> WHAT TO PRODUCE: Output, word for word, the span of lines that starts at the one containing "the clock tower." and ends at the last line of the records.

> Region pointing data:
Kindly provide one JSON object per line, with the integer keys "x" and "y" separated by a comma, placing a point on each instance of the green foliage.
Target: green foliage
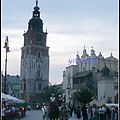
{"x": 48, "y": 91}
{"x": 84, "y": 95}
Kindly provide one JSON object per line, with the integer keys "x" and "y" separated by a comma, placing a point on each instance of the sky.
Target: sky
{"x": 71, "y": 25}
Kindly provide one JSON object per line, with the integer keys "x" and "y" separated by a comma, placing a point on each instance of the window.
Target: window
{"x": 39, "y": 55}
{"x": 39, "y": 73}
{"x": 21, "y": 86}
{"x": 39, "y": 86}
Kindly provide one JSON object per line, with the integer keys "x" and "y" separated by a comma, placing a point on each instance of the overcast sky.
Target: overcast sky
{"x": 71, "y": 25}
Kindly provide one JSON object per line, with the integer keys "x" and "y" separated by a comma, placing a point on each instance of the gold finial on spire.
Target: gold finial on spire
{"x": 84, "y": 46}
{"x": 92, "y": 47}
{"x": 36, "y": 2}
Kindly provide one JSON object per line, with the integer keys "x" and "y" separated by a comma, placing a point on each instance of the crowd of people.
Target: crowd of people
{"x": 88, "y": 112}
{"x": 95, "y": 112}
{"x": 11, "y": 112}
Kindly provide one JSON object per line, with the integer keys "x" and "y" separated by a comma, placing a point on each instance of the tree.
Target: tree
{"x": 84, "y": 95}
{"x": 48, "y": 91}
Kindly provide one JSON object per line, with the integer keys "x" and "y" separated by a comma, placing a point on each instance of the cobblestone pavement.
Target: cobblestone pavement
{"x": 37, "y": 115}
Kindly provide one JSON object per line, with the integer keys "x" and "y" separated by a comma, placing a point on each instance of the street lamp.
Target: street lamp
{"x": 7, "y": 50}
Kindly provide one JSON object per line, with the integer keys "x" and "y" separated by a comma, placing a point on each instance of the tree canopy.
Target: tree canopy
{"x": 48, "y": 91}
{"x": 84, "y": 95}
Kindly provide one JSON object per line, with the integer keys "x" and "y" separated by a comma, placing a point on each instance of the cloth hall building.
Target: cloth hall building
{"x": 86, "y": 72}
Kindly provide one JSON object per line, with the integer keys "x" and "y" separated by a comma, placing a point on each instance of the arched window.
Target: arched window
{"x": 69, "y": 77}
{"x": 39, "y": 55}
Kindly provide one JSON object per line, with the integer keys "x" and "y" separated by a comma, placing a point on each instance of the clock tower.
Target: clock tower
{"x": 34, "y": 71}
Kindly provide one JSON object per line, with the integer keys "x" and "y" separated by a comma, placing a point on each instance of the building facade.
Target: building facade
{"x": 34, "y": 73}
{"x": 12, "y": 85}
{"x": 86, "y": 71}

> TASK RESULT:
Kindly provide one JSON object per line, with the integer keys "x" and "y" separated by a comma, placing a point on each instance of the clock tower.
Target: clock tower
{"x": 34, "y": 71}
Kindly provide one JSON object per line, with the integer keys "x" and "y" separated by a comma, placing a point on each instance of the building facade.
Target: building facade
{"x": 34, "y": 73}
{"x": 12, "y": 85}
{"x": 86, "y": 71}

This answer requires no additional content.